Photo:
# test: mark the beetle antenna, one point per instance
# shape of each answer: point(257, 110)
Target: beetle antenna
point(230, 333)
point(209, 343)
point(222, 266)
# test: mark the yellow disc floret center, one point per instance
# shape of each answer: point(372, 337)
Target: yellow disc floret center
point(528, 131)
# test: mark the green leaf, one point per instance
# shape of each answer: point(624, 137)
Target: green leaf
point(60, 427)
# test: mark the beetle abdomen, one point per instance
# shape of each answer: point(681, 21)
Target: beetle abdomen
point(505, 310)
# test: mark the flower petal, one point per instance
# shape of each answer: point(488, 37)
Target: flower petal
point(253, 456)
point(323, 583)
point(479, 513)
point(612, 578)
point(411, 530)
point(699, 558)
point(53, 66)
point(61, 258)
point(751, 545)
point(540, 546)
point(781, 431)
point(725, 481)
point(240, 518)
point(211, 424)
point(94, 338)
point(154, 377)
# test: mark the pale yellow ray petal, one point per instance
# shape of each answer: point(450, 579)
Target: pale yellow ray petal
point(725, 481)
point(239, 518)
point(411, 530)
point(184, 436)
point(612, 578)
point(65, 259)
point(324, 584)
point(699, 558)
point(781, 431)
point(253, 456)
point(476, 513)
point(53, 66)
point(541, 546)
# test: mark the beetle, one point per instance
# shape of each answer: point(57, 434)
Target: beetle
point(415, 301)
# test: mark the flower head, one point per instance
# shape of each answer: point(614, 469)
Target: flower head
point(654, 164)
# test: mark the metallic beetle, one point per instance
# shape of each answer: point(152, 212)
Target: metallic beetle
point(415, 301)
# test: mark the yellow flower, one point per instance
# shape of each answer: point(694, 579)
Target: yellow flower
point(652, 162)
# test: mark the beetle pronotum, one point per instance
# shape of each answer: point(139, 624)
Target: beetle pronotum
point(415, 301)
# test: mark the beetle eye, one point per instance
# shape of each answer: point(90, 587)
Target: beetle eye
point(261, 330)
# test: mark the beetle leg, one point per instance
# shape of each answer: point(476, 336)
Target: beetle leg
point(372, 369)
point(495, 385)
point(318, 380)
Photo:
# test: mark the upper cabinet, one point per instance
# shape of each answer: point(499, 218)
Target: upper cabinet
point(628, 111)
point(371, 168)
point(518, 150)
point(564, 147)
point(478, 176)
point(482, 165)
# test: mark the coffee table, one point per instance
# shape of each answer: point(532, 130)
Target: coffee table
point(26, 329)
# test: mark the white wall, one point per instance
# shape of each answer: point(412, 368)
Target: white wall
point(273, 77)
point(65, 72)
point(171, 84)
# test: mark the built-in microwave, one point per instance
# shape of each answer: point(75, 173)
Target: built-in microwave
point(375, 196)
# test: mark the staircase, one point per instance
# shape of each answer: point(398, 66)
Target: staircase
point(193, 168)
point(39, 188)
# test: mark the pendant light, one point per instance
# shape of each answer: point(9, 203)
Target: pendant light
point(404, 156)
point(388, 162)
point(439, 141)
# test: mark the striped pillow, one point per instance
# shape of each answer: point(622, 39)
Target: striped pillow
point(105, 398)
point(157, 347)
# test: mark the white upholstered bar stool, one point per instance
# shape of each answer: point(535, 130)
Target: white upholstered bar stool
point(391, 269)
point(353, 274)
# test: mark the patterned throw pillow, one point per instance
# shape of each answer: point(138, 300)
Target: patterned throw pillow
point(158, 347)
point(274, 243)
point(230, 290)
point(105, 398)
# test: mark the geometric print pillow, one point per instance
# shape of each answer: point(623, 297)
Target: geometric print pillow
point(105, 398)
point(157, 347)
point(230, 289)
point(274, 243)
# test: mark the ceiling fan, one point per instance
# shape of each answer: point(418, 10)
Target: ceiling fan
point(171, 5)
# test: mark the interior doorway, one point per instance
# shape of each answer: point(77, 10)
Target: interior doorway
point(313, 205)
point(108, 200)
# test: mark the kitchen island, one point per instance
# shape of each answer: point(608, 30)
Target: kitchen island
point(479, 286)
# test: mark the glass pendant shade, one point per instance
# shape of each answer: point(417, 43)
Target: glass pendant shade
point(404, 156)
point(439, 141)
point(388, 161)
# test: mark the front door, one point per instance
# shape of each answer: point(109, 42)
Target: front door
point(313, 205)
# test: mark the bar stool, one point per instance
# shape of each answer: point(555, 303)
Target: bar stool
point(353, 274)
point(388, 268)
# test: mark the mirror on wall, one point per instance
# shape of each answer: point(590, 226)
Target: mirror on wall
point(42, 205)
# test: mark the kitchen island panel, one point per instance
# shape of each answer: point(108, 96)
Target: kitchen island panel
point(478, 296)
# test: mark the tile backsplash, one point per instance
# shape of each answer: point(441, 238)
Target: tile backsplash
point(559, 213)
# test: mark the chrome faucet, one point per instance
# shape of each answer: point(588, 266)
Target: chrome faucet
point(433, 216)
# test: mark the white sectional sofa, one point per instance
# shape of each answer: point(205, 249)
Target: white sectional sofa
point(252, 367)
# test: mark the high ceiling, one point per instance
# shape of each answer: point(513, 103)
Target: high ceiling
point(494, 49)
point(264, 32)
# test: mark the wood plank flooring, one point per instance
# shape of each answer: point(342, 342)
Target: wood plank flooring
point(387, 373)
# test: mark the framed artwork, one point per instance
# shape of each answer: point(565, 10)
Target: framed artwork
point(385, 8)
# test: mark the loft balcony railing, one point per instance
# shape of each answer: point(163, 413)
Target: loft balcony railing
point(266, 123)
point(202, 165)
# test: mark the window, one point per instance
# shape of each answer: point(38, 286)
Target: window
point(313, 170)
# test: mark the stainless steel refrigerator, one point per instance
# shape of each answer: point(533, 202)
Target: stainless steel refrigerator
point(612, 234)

### Exercise details
Return all of the lines above verbatim, from the first to the last, without changing anything.

### Response to the exercise
Photo:
# test: mark the beetle antenna, one point per instance
# shape of each answer: point(257, 110)
Target: beetle antenna
point(230, 333)
point(209, 343)
point(222, 266)
# test: mark the yellow disc floret center, one point per instance
# shape of each answer: point(372, 337)
Target: yellow disc floret center
point(528, 131)
# test: mark the green leaf, one point per instance
# shape of each answer: point(624, 137)
Target: green leaf
point(60, 427)
# test: mark the beetle abdomen, one point per instance
# shape of each answer: point(681, 21)
Target: beetle abdomen
point(505, 310)
# test: mark the flower petal, one point per instance
# shape of each answer: point(488, 37)
Target: flower petal
point(253, 456)
point(323, 583)
point(479, 513)
point(612, 578)
point(411, 530)
point(699, 558)
point(53, 66)
point(61, 258)
point(751, 545)
point(540, 546)
point(781, 431)
point(725, 481)
point(240, 518)
point(211, 424)
point(94, 338)
point(154, 377)
# test: mark the pale yellow ray petal, one point per instance
# shape of each answer: point(450, 579)
Target: pale yellow ray petal
point(725, 481)
point(239, 518)
point(411, 530)
point(184, 436)
point(612, 578)
point(65, 259)
point(324, 584)
point(699, 558)
point(781, 431)
point(253, 456)
point(476, 513)
point(53, 66)
point(541, 546)
# test: mark the beetle, one point per instance
# shape of each answer: point(57, 434)
Target: beetle
point(415, 301)
# test: mark the flower head, one point per instance
# shape of each answer: point(614, 469)
Target: flower head
point(654, 164)
# test: mark the metallic beetle, one point per instance
# shape of each answer: point(152, 212)
Target: metallic beetle
point(415, 301)
# test: mark the yellow flower, one point per instance
# shape of each answer: point(694, 579)
Target: yellow flower
point(652, 162)
# test: mark the beetle pronotum, one point per instance
# shape of each answer: point(139, 624)
Target: beetle pronotum
point(415, 301)
# test: mark the beetle eye, one point per instance
# shape of each answer: point(90, 587)
Target: beetle eye
point(261, 330)
# test: mark the beetle leg, one point per instance
# shape of each answer: point(476, 336)
Target: beetle leg
point(372, 369)
point(495, 385)
point(318, 380)
Photo:
# test: mark the upper cabinet, one point per instance
# shape of each answer: point(499, 218)
Target: upper cabinet
point(628, 111)
point(371, 168)
point(518, 150)
point(564, 147)
point(478, 176)
point(482, 165)
# test: mark the coffee table, one point per instance
# shape of each answer: point(532, 130)
Target: coffee table
point(26, 329)
# test: mark the white wall, one point per instance
# shape of each answer: point(412, 368)
Target: white wall
point(273, 77)
point(65, 72)
point(171, 84)
# test: mark the built-in microwave, one point per instance
# shape of each answer: point(75, 173)
Target: built-in microwave
point(375, 196)
# test: mark the staircase, one point per instance
# shape of each answer: point(398, 66)
Target: staircase
point(193, 168)
point(39, 188)
# test: mark the pendant light, one point per instance
# shape of each answer: point(9, 203)
Target: pendant light
point(404, 156)
point(388, 162)
point(439, 141)
# test: mark the striped pillow, one point per instance
# shape of each answer: point(622, 39)
Target: striped pillow
point(105, 398)
point(157, 347)
# test: mark the white upholstered bar stool, one point per instance
# shape of each answer: point(535, 130)
Target: white upholstered bar stool
point(391, 269)
point(353, 274)
# test: mark the patterned throw pillow, one point per instance
# shape of each answer: point(138, 300)
Target: patterned throw pillow
point(158, 347)
point(274, 243)
point(230, 290)
point(105, 398)
# test: mark the geometric print pillow, one point per instance
# shape of each answer: point(623, 297)
Target: geometric print pillow
point(105, 398)
point(157, 347)
point(230, 289)
point(274, 243)
# test: mark the ceiling fan, one point per instance
# shape of each answer: point(418, 10)
Target: ceiling fan
point(171, 5)
# test: mark the interior doorway, one point per instance
# shape of each answer: point(77, 10)
Target: interior doorway
point(313, 205)
point(108, 200)
# test: mark the kitchen island, one point per instance
# shape of each answer: point(608, 30)
Target: kitchen island
point(479, 286)
# test: mark the glass pendant shade, one point per instance
# shape of each answer: point(417, 43)
Target: glass pendant shade
point(404, 156)
point(439, 141)
point(388, 161)
# test: mark the front door, one point per instance
# shape of each answer: point(109, 42)
Target: front door
point(313, 205)
# test: mark the bar stool, one point per instance
# shape of each answer: point(555, 303)
Target: bar stool
point(353, 274)
point(388, 268)
# test: mark the mirror on wall, one point per instance
# shape of each answer: point(590, 226)
Target: mirror on wall
point(42, 205)
# test: mark the kitchen island panel, one point per instance
# shape of each answer: point(108, 96)
Target: kitchen island panel
point(478, 296)
# test: mark the tile backsplash, one point per instance
# shape of each answer: point(441, 238)
Target: tile backsplash
point(559, 213)
# test: mark the chrome faucet, one point per instance
# shape of each answer: point(588, 266)
Target: chrome faucet
point(433, 216)
# test: mark the white sectional sofa, one point per instance
# shape of each answer: point(205, 249)
Target: white sectional sofa
point(252, 367)
# test: mark the high ceiling, one point per instance
# shape of each answer: point(513, 103)
Target: high ceiling
point(494, 49)
point(264, 32)
# test: mark the wood plank flooring, one point per instance
# shape of each answer: point(342, 342)
Target: wood plank flooring
point(387, 373)
# test: mark the framed artwork, one point per instance
# shape of each answer: point(565, 10)
Target: framed artwork
point(385, 8)
# test: mark the loft balcony railing, one point per instance
# shape of each answer: point(163, 413)
Target: loft balcony railing
point(266, 123)
point(202, 165)
# test: mark the window, one point per instance
# shape of each answer: point(38, 286)
Target: window
point(313, 170)
# test: mark the stainless steel refrigerator, one point per instance
# shape of each answer: point(533, 202)
Target: stainless steel refrigerator
point(612, 234)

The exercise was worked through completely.